BEGIN Supplied data

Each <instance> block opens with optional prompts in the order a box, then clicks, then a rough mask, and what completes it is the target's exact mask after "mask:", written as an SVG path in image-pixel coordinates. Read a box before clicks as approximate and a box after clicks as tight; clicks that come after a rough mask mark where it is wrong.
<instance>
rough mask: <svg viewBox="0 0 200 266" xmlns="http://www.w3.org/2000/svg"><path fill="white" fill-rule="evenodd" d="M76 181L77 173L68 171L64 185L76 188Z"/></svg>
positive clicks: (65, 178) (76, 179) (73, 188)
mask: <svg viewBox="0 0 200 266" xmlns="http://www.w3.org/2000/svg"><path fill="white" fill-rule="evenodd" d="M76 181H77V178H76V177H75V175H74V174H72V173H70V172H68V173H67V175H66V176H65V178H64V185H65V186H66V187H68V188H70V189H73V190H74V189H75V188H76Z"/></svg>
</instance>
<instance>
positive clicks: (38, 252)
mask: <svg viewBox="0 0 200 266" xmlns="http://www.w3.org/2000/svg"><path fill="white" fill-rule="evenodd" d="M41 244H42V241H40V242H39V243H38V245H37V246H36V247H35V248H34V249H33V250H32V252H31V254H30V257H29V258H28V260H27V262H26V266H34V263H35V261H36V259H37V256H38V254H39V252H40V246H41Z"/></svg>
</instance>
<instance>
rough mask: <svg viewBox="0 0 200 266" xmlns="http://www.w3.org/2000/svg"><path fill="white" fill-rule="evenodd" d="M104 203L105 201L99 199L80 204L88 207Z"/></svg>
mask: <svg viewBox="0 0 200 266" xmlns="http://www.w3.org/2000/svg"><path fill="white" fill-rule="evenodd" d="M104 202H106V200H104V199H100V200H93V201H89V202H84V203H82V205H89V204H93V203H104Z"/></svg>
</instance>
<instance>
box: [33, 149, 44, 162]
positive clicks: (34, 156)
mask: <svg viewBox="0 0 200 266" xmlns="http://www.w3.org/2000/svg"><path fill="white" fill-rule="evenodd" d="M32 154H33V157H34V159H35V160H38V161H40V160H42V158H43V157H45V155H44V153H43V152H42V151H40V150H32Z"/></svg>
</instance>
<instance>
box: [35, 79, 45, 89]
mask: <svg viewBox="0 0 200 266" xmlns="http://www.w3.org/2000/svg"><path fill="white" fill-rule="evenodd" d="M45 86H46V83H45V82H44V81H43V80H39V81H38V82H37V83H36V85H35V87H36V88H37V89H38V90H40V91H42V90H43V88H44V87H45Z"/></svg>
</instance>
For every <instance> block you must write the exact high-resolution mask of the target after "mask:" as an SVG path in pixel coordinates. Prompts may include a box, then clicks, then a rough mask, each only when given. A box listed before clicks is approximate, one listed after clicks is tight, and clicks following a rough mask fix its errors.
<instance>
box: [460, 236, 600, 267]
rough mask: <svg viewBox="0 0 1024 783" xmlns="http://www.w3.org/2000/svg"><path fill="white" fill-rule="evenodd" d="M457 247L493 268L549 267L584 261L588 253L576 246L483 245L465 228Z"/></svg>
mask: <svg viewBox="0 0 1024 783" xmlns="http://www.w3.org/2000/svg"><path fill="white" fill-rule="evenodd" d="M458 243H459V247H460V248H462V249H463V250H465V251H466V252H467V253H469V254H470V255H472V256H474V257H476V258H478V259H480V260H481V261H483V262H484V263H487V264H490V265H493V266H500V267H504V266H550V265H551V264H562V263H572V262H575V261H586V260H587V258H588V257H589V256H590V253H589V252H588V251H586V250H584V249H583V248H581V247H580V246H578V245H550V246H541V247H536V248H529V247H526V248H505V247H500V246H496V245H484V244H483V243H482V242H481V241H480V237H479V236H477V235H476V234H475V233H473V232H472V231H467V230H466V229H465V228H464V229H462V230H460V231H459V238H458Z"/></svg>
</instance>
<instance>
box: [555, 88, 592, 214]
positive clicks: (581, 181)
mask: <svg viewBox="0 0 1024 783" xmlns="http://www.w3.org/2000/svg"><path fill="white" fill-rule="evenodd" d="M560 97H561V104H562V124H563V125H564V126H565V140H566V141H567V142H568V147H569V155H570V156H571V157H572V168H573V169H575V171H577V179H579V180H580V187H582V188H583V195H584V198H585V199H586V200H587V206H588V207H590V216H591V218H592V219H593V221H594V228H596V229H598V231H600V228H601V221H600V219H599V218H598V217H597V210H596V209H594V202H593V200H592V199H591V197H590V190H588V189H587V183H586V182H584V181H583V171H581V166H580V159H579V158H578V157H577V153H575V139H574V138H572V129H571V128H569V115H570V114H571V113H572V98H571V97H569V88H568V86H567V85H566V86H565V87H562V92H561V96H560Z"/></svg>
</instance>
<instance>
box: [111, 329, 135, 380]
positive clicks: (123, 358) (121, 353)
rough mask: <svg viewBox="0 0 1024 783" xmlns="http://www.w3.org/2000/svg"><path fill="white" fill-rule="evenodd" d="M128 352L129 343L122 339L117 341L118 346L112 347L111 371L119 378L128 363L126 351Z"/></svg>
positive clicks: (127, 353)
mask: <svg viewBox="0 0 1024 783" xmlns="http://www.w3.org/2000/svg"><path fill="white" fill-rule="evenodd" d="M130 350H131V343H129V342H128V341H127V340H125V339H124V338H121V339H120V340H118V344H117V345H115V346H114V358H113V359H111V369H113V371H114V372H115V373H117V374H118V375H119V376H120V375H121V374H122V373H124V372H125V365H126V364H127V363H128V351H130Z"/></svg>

END Supplied data

Exercise description. In the data above, find each line where the string "coordinates" appears, then copy it.

Output of the task.
Each <instance> block opens with optional prompts in the order a box, then clicks, then a rough mask, and what completes it is the target's exact mask after "mask:", written as an SVG path in image-pixel coordinates. Read a box before clicks as approximate and a box after clicks as tight; clicks that come after a rough mask mark where it is wrong.
For every <instance> block you must write the exact high-resolution mask of the target after "mask:" as an SVG path in pixel coordinates. Prompts may include a box, then clicks, then a rough mask, each only when given. A box listed before clicks is approximate, one listed after clicks is tight, and clicks following a rough mask fix its errors.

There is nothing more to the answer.